**EXERCISE**
Reproduce the material below, substituting "Put a point on" for every occurrence of "Place a marker on" and leaving everything else unchanged.

— begin SOURCE MATERIAL —

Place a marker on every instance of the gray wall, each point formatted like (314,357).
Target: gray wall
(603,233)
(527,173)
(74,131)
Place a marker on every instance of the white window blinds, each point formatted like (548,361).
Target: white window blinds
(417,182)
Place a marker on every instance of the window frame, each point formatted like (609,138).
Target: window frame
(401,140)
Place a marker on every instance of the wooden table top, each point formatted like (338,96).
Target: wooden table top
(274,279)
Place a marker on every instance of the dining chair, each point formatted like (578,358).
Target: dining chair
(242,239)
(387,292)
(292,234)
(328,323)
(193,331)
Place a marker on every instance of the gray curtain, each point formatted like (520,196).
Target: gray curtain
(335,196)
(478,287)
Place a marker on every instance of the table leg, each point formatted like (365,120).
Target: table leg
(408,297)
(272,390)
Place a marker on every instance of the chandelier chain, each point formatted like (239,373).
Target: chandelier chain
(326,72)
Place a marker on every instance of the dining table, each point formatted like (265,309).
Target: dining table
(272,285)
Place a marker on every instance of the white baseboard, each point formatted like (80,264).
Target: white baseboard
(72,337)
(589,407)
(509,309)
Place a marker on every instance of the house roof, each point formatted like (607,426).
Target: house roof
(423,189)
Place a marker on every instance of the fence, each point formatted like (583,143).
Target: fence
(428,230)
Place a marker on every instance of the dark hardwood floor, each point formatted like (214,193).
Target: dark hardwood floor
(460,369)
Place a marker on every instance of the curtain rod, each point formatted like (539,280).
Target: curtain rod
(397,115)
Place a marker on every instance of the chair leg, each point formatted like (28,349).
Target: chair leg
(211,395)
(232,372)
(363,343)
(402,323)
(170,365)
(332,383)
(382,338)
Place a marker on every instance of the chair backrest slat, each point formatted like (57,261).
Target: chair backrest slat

— end SOURCE MATERIAL —

**WORKED SOLUTION**
Put a point on every instance of the gray wall, each point formatted like (314,357).
Target: gray wall
(603,233)
(527,173)
(74,131)
Put a point on every instance of the white window blinds, each point formatted like (548,361).
Target: white window blinds
(417,182)
Put a point on every instance of the window frame, each point formatted like (609,138).
Target: window frame
(401,140)
Put a point on every instance of the wooden table top, each point formatted like (338,96).
Target: wooden table top
(274,279)
Put a point on every instance of the dining chair, each point formatted like (578,358).
Target: dining chair
(242,239)
(387,292)
(292,234)
(328,323)
(193,331)
Put a point on every instance of the gray curtain, each point formatted like (520,196).
Target: gray curtain
(335,196)
(478,287)
Put a point on every instance of the table leg, each point formatted like (365,120).
Target: table leg
(408,297)
(272,390)
Put a point on every instance of the chandelier chain, each point formatted like (239,373).
Target: chandelier chain
(326,72)
Put a point on every instance of the dining table, each point formatted like (265,309).
Target: dining table
(272,285)
Put a point on every instance of the white baseboard, each point formatted like (80,264).
Target: white baseboard
(72,337)
(589,407)
(509,309)
Put a point on every instance of the house roof, each point formatted like (607,426).
Target: house roof
(423,189)
Put a point on every instance of the fence, each point formatted like (583,143).
Target: fence
(428,230)
Put a point on every instance of the dark hardwood floor, each point formatted like (214,193).
Target: dark hardwood floor
(460,369)
Put a point on every instance of the curtain rod, each point formatted like (539,280).
Target: curtain rod
(397,115)
Put a point on every instance of the chair leg, each point formatted like (28,349).
Target: chair leg
(211,395)
(232,372)
(363,343)
(402,323)
(170,365)
(332,383)
(382,338)
Put a point on every instance of the chair backrest slat, each point formatted like (57,261).
Target: chair backrest slat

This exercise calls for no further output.